[Object pointing dataset rows]
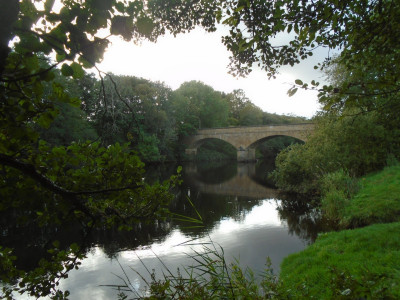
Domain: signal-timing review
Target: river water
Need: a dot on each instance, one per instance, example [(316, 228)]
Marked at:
[(246, 218), (241, 213)]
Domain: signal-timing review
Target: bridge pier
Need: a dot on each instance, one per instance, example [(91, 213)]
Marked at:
[(192, 152), (246, 155)]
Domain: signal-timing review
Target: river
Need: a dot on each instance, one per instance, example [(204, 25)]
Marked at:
[(240, 211), (244, 217)]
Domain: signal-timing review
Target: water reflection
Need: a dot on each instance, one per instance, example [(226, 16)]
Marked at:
[(238, 212)]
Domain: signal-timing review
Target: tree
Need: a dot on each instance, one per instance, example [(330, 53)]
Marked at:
[(42, 184), (199, 105)]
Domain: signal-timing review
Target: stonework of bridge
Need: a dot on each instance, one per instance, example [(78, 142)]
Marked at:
[(246, 139)]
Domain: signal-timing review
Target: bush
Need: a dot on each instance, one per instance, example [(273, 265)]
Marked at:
[(337, 189)]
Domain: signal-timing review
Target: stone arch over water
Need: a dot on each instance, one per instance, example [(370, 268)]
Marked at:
[(244, 139)]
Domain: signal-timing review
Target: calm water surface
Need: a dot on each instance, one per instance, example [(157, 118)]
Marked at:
[(240, 213)]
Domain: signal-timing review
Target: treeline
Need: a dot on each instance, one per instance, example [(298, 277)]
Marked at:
[(152, 117), (356, 133)]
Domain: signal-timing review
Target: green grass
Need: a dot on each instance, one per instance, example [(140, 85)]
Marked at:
[(378, 200), (348, 264)]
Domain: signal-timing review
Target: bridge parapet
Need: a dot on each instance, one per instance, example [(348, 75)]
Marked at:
[(244, 139)]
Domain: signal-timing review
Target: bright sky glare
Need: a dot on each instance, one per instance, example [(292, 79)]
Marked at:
[(201, 56)]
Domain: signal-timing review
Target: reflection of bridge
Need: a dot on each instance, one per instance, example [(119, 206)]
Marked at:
[(245, 139), (241, 185)]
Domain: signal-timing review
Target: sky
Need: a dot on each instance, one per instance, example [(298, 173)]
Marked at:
[(201, 56)]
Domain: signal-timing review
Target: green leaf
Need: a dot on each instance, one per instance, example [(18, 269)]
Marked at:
[(78, 70), (298, 81), (292, 91), (66, 70)]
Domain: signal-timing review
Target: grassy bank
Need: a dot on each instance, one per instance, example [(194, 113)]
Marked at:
[(363, 262)]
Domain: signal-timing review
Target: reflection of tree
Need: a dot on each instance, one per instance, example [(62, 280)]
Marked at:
[(212, 209), (303, 218), (213, 172), (30, 241)]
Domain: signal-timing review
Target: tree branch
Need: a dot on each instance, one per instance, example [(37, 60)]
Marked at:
[(31, 171)]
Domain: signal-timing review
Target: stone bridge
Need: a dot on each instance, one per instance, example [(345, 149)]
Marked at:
[(246, 139)]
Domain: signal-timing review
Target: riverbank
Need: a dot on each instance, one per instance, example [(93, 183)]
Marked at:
[(354, 263)]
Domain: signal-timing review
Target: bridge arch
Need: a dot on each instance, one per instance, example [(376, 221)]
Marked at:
[(244, 139)]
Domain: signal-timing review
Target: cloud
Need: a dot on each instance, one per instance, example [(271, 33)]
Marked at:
[(201, 56)]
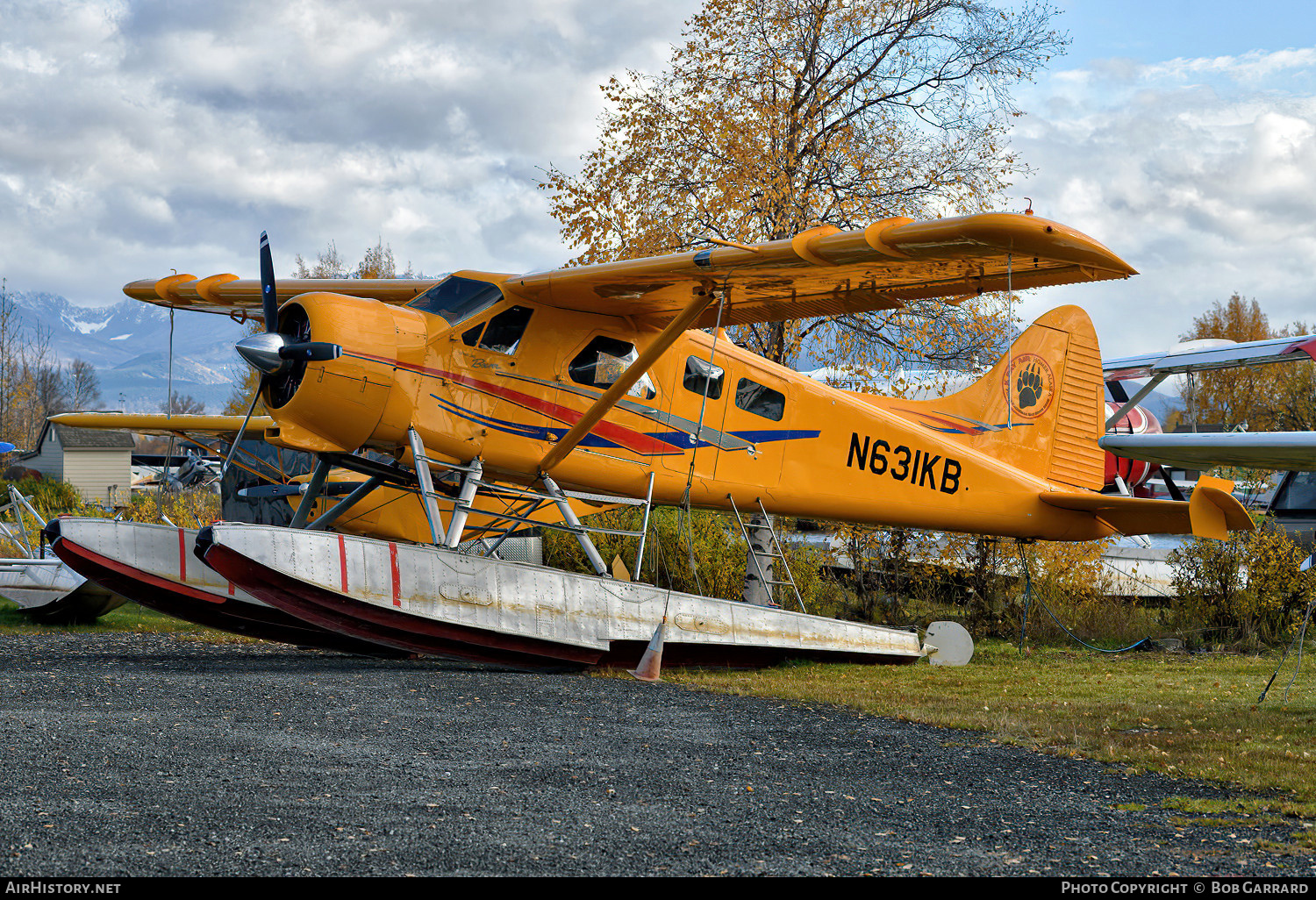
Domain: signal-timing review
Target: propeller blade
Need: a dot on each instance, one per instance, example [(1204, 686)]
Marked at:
[(311, 350), (268, 299)]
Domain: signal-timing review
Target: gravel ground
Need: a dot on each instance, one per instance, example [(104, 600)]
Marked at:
[(154, 755)]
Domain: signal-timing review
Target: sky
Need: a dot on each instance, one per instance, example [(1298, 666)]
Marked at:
[(142, 137)]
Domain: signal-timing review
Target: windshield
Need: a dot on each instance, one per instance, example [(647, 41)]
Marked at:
[(457, 299)]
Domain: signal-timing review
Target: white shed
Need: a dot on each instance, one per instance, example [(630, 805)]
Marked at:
[(97, 463)]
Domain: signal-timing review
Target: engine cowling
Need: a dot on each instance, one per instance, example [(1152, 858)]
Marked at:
[(342, 404)]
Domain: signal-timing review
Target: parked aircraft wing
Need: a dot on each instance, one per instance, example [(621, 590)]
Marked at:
[(162, 424), (1278, 450), (231, 295), (826, 271), (1199, 357), (1211, 512)]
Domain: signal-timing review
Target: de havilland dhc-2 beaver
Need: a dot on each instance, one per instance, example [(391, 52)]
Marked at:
[(599, 384)]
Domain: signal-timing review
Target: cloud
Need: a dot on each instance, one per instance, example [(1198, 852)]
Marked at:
[(1200, 173), (141, 137)]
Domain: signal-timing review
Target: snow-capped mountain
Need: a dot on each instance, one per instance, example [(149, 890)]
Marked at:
[(128, 345)]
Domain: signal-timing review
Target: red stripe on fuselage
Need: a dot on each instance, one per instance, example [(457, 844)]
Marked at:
[(631, 439)]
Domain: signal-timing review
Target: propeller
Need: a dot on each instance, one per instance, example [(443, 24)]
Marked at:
[(270, 352)]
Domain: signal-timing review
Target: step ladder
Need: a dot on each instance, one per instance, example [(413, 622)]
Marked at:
[(776, 553)]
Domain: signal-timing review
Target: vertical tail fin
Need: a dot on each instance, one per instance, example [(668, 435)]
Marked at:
[(1039, 410)]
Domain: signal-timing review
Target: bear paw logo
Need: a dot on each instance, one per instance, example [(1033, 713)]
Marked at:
[(1029, 386)]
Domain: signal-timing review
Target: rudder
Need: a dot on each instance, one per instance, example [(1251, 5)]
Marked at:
[(1040, 408)]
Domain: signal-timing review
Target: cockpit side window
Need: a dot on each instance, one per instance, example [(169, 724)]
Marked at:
[(760, 400), (603, 362), (703, 378), (505, 329), (457, 299)]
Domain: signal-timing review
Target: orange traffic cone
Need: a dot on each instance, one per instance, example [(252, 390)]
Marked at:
[(650, 663)]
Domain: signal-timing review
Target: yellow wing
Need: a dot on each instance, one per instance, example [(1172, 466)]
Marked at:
[(823, 271), (241, 297), (826, 271), (162, 424)]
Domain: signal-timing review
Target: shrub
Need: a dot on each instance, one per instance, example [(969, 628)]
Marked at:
[(1247, 589)]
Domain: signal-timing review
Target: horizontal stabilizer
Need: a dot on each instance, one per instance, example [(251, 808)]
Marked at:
[(1212, 512)]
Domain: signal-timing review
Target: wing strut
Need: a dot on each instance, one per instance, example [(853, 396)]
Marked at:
[(608, 399)]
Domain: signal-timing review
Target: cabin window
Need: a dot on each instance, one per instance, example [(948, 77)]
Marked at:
[(502, 333), (603, 362), (703, 378), (457, 299), (760, 400), (1297, 496)]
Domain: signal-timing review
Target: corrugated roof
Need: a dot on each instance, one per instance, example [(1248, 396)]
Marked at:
[(91, 439)]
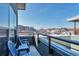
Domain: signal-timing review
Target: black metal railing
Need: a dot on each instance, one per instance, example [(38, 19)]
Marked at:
[(57, 38)]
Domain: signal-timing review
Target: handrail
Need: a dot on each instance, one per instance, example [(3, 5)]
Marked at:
[(65, 40)]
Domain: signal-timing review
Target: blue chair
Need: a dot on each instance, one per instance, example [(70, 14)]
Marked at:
[(22, 50)]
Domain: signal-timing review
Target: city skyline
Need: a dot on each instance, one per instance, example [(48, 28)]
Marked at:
[(48, 15)]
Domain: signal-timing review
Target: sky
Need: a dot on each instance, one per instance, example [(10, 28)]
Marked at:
[(48, 15)]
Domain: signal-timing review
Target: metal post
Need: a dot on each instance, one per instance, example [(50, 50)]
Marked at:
[(75, 28), (49, 39)]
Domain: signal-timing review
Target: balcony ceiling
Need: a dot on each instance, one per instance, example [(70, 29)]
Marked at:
[(20, 6)]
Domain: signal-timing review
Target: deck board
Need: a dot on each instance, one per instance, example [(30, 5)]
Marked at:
[(33, 51)]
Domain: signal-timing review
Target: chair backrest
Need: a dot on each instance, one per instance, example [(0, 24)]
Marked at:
[(12, 48)]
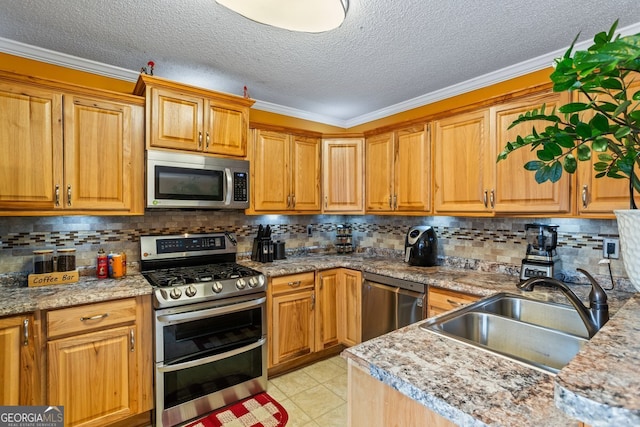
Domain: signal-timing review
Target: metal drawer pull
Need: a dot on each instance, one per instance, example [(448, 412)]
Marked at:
[(25, 332), (96, 317)]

_Problem details_.
Reproduce the items from the start of the records through the line containing "[(192, 152), (246, 155)]", changing "bridge pier" to "bridge support" and keeping everything else the same. Omit the pictures from your output.

_Problem solution_.
Domain: signal-timing review
Target: river water
Need: a dot on each instance, one per instance, example [(316, 228)]
Marked at:
[(246, 218), (241, 213)]
Domain: signal-timing review
Target: bridge support
Need: a dot on each instance, one per instance, example [(91, 213)]
Marked at:
[(192, 152), (246, 155)]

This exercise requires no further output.